SELECTED PASSAGE:
⟨

These statements create the table
SALESMAN and unique clustered index
on its
SALESMAN_CODE_S column.

CREATE TABLE SALESMAN (
SALESMAN_ID_N INTEGER NOT NULL, SALESMAN_CODE_S VARCHAR(2) NOT NULL,
SALESMAN_NAME_S VARCHAR(50) NOT NULL, SALESMAN_STATUS_S CHAR(1) DEFAULT 'Y',
CONSTRAINT CHK_SALESSTATUS CHECK (SALESMAN_STATUS_S in ('N', 'Y')) ) CREATE
UNIQUE CLUSTERED INDEX idx_sales_code ON SALESMAN
(salesman_code_s)

The default for a
CREATE
INDEX statement is
NONCLUSTERED except for indexes on
the primary key columns that are automatically created with
CLUSTERED.

⟩

Copy the SALESMAN table passage between "CREATE TABLE SALESMAN" and "(salesman_code_s)", inclusive. The material that follows has no connection to the SALESMAN table passage.

DATASET ROWS:
⟨

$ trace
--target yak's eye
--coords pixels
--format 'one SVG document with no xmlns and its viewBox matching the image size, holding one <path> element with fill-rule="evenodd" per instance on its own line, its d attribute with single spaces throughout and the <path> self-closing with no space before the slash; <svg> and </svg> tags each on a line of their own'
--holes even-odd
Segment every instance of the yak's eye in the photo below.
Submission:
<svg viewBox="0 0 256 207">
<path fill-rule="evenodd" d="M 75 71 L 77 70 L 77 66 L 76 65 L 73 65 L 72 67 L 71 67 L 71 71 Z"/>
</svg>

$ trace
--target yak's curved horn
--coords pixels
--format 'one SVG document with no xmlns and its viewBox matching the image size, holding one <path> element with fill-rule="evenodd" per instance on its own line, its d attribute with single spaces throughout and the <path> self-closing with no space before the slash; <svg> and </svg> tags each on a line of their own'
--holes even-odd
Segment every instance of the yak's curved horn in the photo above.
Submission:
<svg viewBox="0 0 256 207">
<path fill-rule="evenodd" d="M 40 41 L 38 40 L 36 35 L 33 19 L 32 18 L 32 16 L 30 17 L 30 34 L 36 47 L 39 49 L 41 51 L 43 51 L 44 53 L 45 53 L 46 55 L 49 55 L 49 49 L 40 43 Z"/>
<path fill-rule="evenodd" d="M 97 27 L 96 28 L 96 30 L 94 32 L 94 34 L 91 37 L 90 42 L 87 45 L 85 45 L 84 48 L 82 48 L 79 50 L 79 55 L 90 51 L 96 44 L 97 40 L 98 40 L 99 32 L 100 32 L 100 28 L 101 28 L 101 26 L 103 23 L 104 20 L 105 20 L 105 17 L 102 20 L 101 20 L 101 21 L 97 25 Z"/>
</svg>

⟩

FINAL RESULT:
CREATE TABLE SALESMAN (
SALESMAN_ID_N INTEGER NOT NULL, SALESMAN_CODE_S VARCHAR(2) NOT NULL,
SALESMAN_NAME_S VARCHAR(50) NOT NULL, SALESMAN_STATUS_S CHAR(1) DEFAULT 'Y',
CONSTRAINT CHK_SALESSTATUS CHECK (SALESMAN_STATUS_S in ('N', 'Y')) ) CREATE
UNIQUE CLUSTERED INDEX idx_sales_code ON SALESMAN
(salesman_code_s)